System requirements


Functional:

  • Users should be able to paste text in different formats
  • Users should be able to view the pasted text by hitting a unique URL
  • Pastes should have an expiration policy based on date/view count
  • Track analytics like views and clicks
  • users should be able to search for pastes


Non-Functional:

  • System should be scalable
  • low latency when retrieving a paste



Capacity estimation

1 million DAU


load: 100 million redirects, 1 million writes a day, 11 writes/sec, 1100 reads/sec

storage: 5MB avg file size, 5TB/day, 2 years of DB storage = 3000TB storage for 2 years

bandwidth: 5555MB/s

resources: 10ms of cpu time, 11110ms, 12 cores are needed



API design

createPaste(apiKey, metaData, pasteXML)


redirectPaste(apiKey, url)


searchPaste(apiKey, keyWords)


Database design

3000TB for 2 years storage

read heavy


cassandra for storing analytics:


Analytics Table:

paste_id_pk

url_clicks_nbr

views_nbr


User Table:

user_id_pk

name


MetaData:

metaData_id_txt

file_type_txt

file_size


We can use mongoDB to store our pastes

Paste schema:

File contents

expiry date



High-level design

flowchart TD

    B[client] --> C{LB}

    C --> D[Create service]

    C --> H[Redirect service]

    C --> I[Search service]

    D --> E[(Database)]

    E --> F[(Replica 1)]

    E --> G[(Replica 2)]

    H --> J[(CDN)]

    J --> F

    I --> J






Request flows

Creating a paste goes through the create service and saves to the DB and Replica Dbs.

* **WRITTEN REQUEST 1**
In the paste service design, copy the passage between "storage: 5MB avg" and "redirectPaste(apiKey, url)", inclusive.
* **WRITTEN REQUEST 2**
Answer these questions using the paste service design:
(a) How many daily active users does the capacity estimate assume?
(b) Which database does the design name for storing analytics?
(c) Which three services does the load balancer route to in the flowchart?

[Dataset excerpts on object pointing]
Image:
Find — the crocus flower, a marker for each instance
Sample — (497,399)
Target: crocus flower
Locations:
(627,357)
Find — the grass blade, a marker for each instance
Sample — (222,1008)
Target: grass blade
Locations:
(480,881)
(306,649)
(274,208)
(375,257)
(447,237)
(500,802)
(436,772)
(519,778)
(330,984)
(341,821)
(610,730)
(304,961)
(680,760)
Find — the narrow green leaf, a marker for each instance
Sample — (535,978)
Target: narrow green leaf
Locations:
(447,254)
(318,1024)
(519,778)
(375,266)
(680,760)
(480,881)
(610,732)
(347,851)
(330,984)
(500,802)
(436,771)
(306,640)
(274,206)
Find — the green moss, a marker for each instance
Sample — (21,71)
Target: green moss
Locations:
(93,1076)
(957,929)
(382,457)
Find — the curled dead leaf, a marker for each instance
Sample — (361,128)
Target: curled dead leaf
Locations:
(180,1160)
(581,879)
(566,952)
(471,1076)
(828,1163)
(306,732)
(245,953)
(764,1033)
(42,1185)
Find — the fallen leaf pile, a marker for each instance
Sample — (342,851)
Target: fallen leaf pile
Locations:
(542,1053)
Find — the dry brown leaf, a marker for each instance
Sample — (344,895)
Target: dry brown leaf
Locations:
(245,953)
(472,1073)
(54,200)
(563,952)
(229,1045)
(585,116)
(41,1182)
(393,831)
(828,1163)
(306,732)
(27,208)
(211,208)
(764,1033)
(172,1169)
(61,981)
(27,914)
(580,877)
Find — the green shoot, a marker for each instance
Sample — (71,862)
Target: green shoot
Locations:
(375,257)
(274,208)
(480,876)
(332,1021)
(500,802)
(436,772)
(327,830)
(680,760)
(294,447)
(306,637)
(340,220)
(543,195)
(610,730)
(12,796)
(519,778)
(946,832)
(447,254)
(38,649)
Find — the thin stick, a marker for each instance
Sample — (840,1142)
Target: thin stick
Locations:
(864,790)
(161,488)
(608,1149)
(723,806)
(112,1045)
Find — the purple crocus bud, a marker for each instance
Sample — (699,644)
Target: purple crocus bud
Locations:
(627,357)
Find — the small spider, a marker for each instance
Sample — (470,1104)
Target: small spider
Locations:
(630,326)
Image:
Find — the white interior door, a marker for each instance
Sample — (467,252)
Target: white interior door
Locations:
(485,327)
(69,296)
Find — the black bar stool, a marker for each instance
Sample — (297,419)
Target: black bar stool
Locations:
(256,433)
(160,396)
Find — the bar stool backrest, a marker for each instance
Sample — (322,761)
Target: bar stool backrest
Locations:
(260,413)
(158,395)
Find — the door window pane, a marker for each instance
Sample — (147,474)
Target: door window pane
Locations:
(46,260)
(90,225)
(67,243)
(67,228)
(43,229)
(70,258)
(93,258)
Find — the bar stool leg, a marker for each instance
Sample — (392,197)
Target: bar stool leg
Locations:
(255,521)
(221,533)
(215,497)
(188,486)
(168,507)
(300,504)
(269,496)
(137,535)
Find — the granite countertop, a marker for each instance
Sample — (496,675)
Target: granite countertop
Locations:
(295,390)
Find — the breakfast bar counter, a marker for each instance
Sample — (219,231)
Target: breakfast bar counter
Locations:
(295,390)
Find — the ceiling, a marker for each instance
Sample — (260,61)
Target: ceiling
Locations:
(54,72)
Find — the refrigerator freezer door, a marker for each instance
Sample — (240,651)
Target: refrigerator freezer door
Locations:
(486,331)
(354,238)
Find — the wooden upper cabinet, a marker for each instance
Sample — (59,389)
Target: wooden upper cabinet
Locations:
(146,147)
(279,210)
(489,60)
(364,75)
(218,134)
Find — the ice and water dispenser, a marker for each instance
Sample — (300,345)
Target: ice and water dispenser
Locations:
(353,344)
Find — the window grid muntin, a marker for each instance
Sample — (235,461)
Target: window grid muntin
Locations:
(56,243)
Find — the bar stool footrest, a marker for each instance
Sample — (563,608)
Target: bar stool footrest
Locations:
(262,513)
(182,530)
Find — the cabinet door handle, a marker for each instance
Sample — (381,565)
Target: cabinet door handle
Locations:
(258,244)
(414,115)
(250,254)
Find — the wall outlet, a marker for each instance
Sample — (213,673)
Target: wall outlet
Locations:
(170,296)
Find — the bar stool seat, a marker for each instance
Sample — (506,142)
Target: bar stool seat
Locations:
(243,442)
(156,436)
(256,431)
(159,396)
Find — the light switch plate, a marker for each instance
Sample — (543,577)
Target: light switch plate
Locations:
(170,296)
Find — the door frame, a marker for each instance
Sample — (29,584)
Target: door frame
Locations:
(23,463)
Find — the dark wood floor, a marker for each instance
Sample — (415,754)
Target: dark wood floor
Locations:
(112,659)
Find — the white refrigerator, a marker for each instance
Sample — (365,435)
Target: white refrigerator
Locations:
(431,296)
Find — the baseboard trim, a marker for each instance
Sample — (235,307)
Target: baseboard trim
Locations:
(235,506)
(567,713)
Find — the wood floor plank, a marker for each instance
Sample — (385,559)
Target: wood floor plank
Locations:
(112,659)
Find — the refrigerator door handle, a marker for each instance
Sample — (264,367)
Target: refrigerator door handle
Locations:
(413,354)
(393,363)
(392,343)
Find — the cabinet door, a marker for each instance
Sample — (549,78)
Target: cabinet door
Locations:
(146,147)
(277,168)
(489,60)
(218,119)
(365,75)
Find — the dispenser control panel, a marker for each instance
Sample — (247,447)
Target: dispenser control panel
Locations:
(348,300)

* **TASK ANSWER 1**
storage: 5MB avg file size, 5TB/day, 2 years of DB storage = 3000TB storage for 2 years

bandwidth: 5555MB/s

resources: 10ms of cpu time, 11110ms, 12 cores are needed



API design

createPaste(apiKey, metaData, pasteXML)


redirectPaste(apiKey, url)

* **TASK ANSWER 2**
(a) 1 million
(b) Cassandra
(c) The Create service, the Redirect service and the Search service